TASK DIRECTIONS: Without altering anything, repeat each of the records.

EXCERPTED RECORDS:
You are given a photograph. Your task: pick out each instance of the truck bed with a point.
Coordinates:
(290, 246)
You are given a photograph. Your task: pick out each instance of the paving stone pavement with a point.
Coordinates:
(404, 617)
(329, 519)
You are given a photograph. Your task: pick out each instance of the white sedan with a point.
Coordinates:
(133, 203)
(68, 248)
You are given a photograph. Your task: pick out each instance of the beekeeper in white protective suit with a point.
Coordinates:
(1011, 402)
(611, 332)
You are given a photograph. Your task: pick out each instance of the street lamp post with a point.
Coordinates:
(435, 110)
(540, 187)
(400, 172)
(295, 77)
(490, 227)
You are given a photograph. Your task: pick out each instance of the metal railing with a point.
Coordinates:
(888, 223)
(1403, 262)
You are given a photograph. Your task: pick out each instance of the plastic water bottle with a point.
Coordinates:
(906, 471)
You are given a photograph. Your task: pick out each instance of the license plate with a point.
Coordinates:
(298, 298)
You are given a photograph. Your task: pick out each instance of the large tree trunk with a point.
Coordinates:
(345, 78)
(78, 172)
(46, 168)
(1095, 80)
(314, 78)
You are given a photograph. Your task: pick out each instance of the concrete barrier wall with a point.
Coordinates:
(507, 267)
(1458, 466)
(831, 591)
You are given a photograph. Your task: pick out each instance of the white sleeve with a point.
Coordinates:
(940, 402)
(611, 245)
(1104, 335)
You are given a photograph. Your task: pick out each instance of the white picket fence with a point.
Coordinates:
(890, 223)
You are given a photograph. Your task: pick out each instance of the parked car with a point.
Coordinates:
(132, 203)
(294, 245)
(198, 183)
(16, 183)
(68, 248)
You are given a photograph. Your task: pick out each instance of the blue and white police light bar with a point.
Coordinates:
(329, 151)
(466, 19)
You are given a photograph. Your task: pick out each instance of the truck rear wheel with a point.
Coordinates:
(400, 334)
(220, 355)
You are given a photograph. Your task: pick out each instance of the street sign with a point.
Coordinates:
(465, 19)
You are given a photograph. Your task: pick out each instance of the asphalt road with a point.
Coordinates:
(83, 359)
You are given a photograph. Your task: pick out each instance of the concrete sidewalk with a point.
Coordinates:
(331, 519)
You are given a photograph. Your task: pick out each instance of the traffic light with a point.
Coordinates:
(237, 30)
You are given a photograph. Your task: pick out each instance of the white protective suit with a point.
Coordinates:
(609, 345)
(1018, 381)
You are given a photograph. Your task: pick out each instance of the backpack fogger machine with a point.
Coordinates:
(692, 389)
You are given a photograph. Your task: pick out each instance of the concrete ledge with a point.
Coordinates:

EXERCISE SOLUTION:
You are given a photograph. Your task: pick out each instance of the truck bed with a point.
Coordinates:
(290, 246)
You are given a photograph. Your task: pick out each instance of the paving stone pavement with a point.
Coordinates:
(404, 617)
(329, 519)
You are given a photograph. Your task: pick out each instance of the white sedan with a point.
Coordinates:
(133, 203)
(68, 248)
You are given a photograph. Your task: pick out each instance of the beekeeper in white protective suit with a point.
Coordinates:
(1011, 402)
(611, 332)
You are given a photograph. Your task: pick out each instance of the street lamp post with a point.
Coordinates:
(435, 110)
(540, 187)
(400, 172)
(295, 77)
(490, 227)
You are given a photograph. Your task: pick out each instance of the metal railing with a point.
Coordinates:
(888, 223)
(1403, 262)
You are given a photograph. Your task: pick out each instance of the plastic water bottle with a point.
Coordinates:
(906, 471)
You are given a photograph. Your task: pick out each instance of the license plate with a point.
Coordinates:
(298, 298)
You are given a photograph. Your task: pick out each instance of the large tree trunk with a point.
Coordinates:
(345, 78)
(78, 172)
(46, 168)
(1095, 80)
(314, 78)
You are given a photograph. Your task: pick out each instance of the concrete barrier wall with a point.
Coordinates:
(507, 267)
(1458, 466)
(831, 591)
You are given a photograph. Your task: pick out each instance of the white sleeve with a point.
Coordinates:
(940, 402)
(611, 245)
(1104, 335)
You are given a photograph. Your task: pick out each instance of the white picket fence with a point.
Coordinates:
(890, 223)
You are given a photograph. Your task: pick out each instance of the parked car with a point.
Coordinates:
(132, 203)
(294, 245)
(198, 183)
(16, 183)
(68, 248)
You are given a photograph. Your task: pick out each instance of the blue and white police light bar with a point.
Coordinates:
(329, 151)
(466, 19)
You are given a photograph. Your task: pick out each instance of the truck rear wheel with a point.
Coordinates:
(400, 334)
(220, 355)
You are given a photograph. Your task: pick out each instance of the street sign with a point.
Coordinates:
(465, 19)
You are given a photograph. Your task: pick out each instance of the asphalt road with a point.
Coordinates:
(83, 359)
You are given a photograph. Your task: pick out each instance of the concrete sidewalk with a point.
Coordinates:
(331, 519)
You are given a photograph. Your task: pick out each instance of the traffic light with a point.
Coordinates:
(237, 30)
You are given a photograph. Your task: pick out each instance of the white protective suit with a point.
Coordinates:
(609, 345)
(1018, 381)
You are given a photograph. Your task: pick out each instance of the backpack fogger machine with a point.
Coordinates:
(692, 389)
You are given a photograph. Your task: pick out each instance of the concrete ledge with a point.
Coordinates:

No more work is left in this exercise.